Restate all of the data exactly.

::::

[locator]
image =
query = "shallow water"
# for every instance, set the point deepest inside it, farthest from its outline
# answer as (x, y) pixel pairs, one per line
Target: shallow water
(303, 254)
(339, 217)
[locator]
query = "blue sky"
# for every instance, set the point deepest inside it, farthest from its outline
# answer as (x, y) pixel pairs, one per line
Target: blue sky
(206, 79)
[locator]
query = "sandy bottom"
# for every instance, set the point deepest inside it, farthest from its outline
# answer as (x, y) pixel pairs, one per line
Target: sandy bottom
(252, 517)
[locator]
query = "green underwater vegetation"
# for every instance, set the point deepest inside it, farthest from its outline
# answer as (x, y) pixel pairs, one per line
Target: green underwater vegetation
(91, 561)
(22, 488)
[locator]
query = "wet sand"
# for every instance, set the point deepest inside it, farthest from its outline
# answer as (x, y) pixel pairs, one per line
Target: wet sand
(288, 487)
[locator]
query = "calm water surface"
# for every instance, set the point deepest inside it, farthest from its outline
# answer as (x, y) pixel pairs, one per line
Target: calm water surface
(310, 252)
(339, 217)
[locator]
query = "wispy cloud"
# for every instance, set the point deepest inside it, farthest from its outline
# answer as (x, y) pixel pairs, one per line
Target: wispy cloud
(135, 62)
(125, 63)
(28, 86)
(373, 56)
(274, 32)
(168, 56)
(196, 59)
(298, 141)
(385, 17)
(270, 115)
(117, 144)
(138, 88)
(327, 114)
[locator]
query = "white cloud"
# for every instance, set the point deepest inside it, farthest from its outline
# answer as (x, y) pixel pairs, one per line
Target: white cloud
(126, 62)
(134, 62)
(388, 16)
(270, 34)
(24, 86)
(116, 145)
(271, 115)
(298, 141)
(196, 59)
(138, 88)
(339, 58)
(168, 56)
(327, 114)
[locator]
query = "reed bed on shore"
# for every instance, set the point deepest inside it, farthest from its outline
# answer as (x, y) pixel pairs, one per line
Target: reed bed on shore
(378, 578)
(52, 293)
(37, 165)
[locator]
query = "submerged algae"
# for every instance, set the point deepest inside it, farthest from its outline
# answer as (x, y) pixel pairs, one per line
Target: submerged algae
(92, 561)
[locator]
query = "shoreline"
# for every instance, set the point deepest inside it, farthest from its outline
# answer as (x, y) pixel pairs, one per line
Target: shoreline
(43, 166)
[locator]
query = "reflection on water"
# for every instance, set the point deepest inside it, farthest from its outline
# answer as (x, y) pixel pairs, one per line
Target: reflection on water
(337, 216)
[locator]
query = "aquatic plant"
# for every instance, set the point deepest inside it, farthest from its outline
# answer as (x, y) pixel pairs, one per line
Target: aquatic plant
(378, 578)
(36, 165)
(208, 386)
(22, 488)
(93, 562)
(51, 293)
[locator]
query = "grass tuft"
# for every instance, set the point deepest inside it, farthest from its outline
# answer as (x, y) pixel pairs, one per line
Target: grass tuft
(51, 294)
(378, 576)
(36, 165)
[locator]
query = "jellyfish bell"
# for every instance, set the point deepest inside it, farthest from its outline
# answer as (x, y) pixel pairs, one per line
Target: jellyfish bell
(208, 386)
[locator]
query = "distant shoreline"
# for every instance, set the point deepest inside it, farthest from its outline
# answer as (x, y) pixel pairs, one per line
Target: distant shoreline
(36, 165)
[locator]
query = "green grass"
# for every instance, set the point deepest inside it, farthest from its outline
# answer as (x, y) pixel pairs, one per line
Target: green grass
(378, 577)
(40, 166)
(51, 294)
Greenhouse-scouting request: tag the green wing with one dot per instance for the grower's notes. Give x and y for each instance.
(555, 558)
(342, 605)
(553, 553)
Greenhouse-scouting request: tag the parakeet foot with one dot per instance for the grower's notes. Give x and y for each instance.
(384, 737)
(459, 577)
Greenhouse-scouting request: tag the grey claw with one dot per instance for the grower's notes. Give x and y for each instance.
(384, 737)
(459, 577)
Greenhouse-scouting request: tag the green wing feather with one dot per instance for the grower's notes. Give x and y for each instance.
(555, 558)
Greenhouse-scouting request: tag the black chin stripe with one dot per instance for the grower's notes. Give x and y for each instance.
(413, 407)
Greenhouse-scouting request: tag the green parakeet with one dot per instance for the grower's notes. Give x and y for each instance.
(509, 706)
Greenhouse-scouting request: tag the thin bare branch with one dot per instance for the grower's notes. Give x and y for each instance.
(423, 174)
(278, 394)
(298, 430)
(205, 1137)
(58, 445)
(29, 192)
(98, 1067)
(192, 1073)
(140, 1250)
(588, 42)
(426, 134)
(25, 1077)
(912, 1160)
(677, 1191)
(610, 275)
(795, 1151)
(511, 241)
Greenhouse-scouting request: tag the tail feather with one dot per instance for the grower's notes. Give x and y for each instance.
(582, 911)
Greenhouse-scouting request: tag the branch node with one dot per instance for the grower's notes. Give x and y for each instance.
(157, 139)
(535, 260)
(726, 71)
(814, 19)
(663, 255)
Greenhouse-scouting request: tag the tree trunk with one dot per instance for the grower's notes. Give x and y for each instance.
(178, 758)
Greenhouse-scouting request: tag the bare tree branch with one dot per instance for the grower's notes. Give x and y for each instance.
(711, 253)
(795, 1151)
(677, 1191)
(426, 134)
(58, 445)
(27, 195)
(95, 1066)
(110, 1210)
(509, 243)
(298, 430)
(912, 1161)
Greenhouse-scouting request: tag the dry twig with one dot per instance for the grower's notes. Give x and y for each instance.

::::

- **Full solution**:
[locator]
image =
query = "shallow water"
# for every instance, set the point deepest inside it, farthest from its outline
# answer as (x, y) pixel pairs, one per line
Target: shallow water
(303, 254)
(339, 217)
[locator]
query = "blue sky"
# for every instance, set the point deepest inside it, farthest from its outline
# answer as (x, y) pixel pairs, one per line
Target: blue sky
(206, 79)
[locator]
query = "sandy bottom"
# for every instance, set the point deepest inside it, farthest from its outline
# answer as (x, y) pixel pairs, one per line
Target: sandy bottom
(252, 517)
[locator]
query = "green underwater vegetation"
# for every instance, set the point deepest inside it, farthest from its outline
# answer as (x, y) pixel pairs, one per line
Target: green underwater vegetation
(91, 561)
(22, 488)
[locator]
query = "wet sand"
# for every instance, set the point deepest inside it, farthest from its outline
# answer as (x, y) pixel pairs, one per line
Target: wet sand
(288, 487)
[locator]
query = "calm water surface"
# for every instance, set the point deepest inside it, farthest from its outline
# answer as (x, y) pixel pairs, one per line
Target: calm water surface
(310, 252)
(339, 217)
[locator]
query = "wispy cloud"
# for every instance, set the point deepest inside it, farthest from its outline
# answer as (x, y) pixel pairs, one per line
Target: wispy cloud
(135, 62)
(125, 63)
(28, 86)
(373, 56)
(274, 32)
(168, 56)
(196, 59)
(298, 141)
(385, 17)
(270, 115)
(117, 144)
(138, 88)
(327, 114)
[locator]
query = "white cloud"
# for every instance, set the point deepest inside it, farthest from its outline
# answer as (x, y) pixel pairs, one per line
Target: white cloud
(126, 62)
(134, 62)
(388, 16)
(270, 34)
(24, 86)
(116, 145)
(271, 115)
(298, 141)
(196, 59)
(138, 88)
(339, 58)
(168, 56)
(327, 114)
[locator]
query = "reed bed on shore"
# for every instance, set the point deepest inside it, farthest from its outline
# answer as (x, y) pixel pairs, one per line
Target: reed bed on shore
(378, 578)
(52, 293)
(37, 165)
[locator]
query = "submerged algae"
# for every instance, set the point deepest inside it, farthest from its outline
# answer as (x, y) pixel pairs, one per line
Target: submerged algae
(92, 561)
[locator]
query = "shoreline"
# for every instance, set the point deepest inside it, farthest from its outline
# answer as (x, y) pixel pairs, one per line
Target: shoreline
(43, 166)
[locator]
query = "reflection on water"
# for every instance, set the point deepest inside it, farthest from its outline
# answer as (x, y) pixel pairs, one per line
Target: reflection on water
(337, 216)
[locator]
query = "aquatic plant"
# for every instance, set the point deepest inside it, farthest from its outline
# answer as (x, y) pixel pairs, one per line
Target: aquatic plant
(378, 578)
(36, 165)
(208, 386)
(22, 488)
(93, 562)
(51, 293)
[locator]
query = "grass tuft"
# for every instance, set the point deepest inside it, farthest from its outline
# answer as (x, y) pixel pairs, one per line
Target: grass tuft
(51, 294)
(378, 576)
(36, 165)
[locator]
query = "jellyfish bell"
# for every instance, set the point deepest inside it, farthest from its outline
# answer as (x, y) pixel pairs, one per line
Target: jellyfish bell
(208, 386)
[locator]
query = "distant shoreline"
# for every instance, set the point deepest inside it, farthest from its outline
# answer as (x, y) pixel pairs, one per line
Target: distant shoreline
(36, 165)
[locator]
query = "green grass"
# for every instance, set the point deepest inside it, farthest from its outline
# answer as (x, y) pixel pairs, one per line
Target: green grass
(378, 577)
(40, 166)
(51, 294)
Greenhouse-scouting request: tag the green wing with one dot per instance for the grower's notes. Give x and y for each instance.
(555, 558)
(342, 605)
(553, 553)
Greenhouse-scouting request: tag the parakeet foot with one dot per instance for the grower's notes. Give x and y for each instance.
(384, 737)
(459, 577)
Greenhouse-scouting request: tag the grey claw with one dot per instance for the grower's notes. Give x and y for each instance.
(384, 737)
(459, 577)
Greenhouse-scouting request: tag the green wing feather with one dot per instance for the grower's notes. Give x and y for each instance.
(555, 558)
Greenhouse-scouting request: tag the black chin stripe with one dot per instance for the grower's notes. Give x and y for each instance.
(413, 407)
Greenhouse-scouting request: tag the green parakeet with one dot per instance for the grower's notes. Give x and y for each instance.
(509, 706)
Greenhouse-scouting request: tag the thin bare branch with one dot per instance for the grower's notes. Give x and y for each instance.
(423, 174)
(278, 394)
(298, 430)
(205, 1137)
(58, 445)
(29, 192)
(98, 1067)
(192, 1073)
(140, 1250)
(588, 42)
(426, 134)
(25, 1077)
(912, 1160)
(677, 1191)
(610, 275)
(795, 1151)
(511, 241)
Greenhouse-scouting request: tag the tail feather with one dot per instance for the grower's notes. Give x and y for each instance.
(582, 911)
Greenhouse-scouting request: tag the branch node with one dot per instance for the grower's notes. Give x and y for each instance.
(157, 139)
(535, 260)
(726, 71)
(814, 19)
(663, 255)
Greenhouse-scouting request: tag the tree trunk with one dot per instance for the grower's notes. Give x and y for each instance.
(178, 758)
Greenhouse-scouting request: tag the bare tree branch with one dot per instance for the grower's notes. Give x and y for each instance.
(711, 253)
(795, 1151)
(677, 1191)
(426, 134)
(58, 445)
(27, 195)
(95, 1066)
(110, 1210)
(509, 243)
(298, 430)
(912, 1161)
Greenhouse-scouting request: tag the dry twig with one dot per instance for the grower's notes. Give x and y for each instance.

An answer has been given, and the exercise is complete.